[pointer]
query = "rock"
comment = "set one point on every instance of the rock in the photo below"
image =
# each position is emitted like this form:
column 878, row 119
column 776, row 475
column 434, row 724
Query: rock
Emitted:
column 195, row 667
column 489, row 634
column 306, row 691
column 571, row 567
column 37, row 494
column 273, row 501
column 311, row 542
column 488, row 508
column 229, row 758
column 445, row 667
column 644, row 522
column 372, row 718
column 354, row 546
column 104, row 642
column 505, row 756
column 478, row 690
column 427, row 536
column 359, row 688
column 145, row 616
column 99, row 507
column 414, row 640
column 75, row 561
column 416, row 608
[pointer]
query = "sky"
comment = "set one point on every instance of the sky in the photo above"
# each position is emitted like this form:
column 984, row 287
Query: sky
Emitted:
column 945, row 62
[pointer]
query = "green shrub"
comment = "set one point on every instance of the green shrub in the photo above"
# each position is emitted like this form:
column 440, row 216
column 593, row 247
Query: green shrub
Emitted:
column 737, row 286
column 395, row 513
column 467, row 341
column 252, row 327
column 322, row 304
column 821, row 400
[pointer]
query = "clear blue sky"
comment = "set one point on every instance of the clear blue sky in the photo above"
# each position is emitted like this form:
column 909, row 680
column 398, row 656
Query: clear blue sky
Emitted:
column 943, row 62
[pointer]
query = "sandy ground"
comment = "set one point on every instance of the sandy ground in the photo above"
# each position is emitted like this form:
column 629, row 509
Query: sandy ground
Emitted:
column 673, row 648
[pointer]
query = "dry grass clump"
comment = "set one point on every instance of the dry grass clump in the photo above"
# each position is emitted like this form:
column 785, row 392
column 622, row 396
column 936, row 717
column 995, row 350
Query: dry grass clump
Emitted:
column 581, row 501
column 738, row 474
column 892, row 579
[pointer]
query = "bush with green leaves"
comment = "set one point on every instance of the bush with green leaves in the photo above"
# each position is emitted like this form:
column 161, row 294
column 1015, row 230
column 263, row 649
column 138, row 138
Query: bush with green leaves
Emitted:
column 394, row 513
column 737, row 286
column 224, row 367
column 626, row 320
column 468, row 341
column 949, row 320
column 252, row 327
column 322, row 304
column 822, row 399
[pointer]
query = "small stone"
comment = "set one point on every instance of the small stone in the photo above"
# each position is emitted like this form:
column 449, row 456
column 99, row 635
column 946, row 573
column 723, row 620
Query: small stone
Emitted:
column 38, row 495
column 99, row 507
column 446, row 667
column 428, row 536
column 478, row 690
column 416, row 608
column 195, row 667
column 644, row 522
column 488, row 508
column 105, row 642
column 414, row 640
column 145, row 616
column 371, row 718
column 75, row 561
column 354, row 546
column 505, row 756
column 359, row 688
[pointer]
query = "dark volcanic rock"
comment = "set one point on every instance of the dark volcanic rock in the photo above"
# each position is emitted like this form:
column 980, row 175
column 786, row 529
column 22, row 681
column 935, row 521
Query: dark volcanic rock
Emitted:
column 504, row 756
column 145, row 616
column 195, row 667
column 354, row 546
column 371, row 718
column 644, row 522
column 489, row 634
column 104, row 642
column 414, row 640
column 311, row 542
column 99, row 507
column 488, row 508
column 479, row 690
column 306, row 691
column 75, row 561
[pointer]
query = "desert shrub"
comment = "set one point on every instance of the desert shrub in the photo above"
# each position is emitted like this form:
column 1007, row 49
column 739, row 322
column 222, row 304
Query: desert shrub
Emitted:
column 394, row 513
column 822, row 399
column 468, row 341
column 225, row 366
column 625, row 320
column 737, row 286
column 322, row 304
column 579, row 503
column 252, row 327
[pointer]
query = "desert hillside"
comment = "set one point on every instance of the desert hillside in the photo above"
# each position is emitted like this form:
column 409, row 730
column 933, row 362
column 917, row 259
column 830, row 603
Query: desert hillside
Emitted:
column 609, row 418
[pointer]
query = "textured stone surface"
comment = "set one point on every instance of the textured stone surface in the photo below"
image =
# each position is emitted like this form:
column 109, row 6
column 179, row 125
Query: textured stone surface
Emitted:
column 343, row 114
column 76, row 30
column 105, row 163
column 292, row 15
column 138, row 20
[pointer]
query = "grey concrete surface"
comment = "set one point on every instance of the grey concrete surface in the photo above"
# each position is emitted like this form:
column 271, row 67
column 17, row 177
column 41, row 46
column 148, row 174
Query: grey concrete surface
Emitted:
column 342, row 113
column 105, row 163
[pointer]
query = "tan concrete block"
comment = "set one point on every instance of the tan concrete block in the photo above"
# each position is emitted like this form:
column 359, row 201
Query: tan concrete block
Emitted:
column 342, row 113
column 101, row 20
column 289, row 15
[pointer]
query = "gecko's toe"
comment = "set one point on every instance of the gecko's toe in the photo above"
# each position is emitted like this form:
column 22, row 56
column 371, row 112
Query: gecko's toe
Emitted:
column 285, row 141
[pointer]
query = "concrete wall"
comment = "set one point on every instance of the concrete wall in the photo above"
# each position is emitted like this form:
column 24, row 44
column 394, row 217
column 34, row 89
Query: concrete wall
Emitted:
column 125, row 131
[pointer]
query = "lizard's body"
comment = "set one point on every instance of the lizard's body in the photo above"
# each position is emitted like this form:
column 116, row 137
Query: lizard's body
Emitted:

▶ [ASSIGNMENT]: Which of the lines above hold the word "stone"? Copy each one.

▶ [ANSWER]:
query = "small stone"
comment = "set one point on every instance of the small stone in the photo above"
Query: small stone
query = "textured stone surface"
comment = "set one point on every instance of the textured stone surface in the photo below"
Query: textured stone surface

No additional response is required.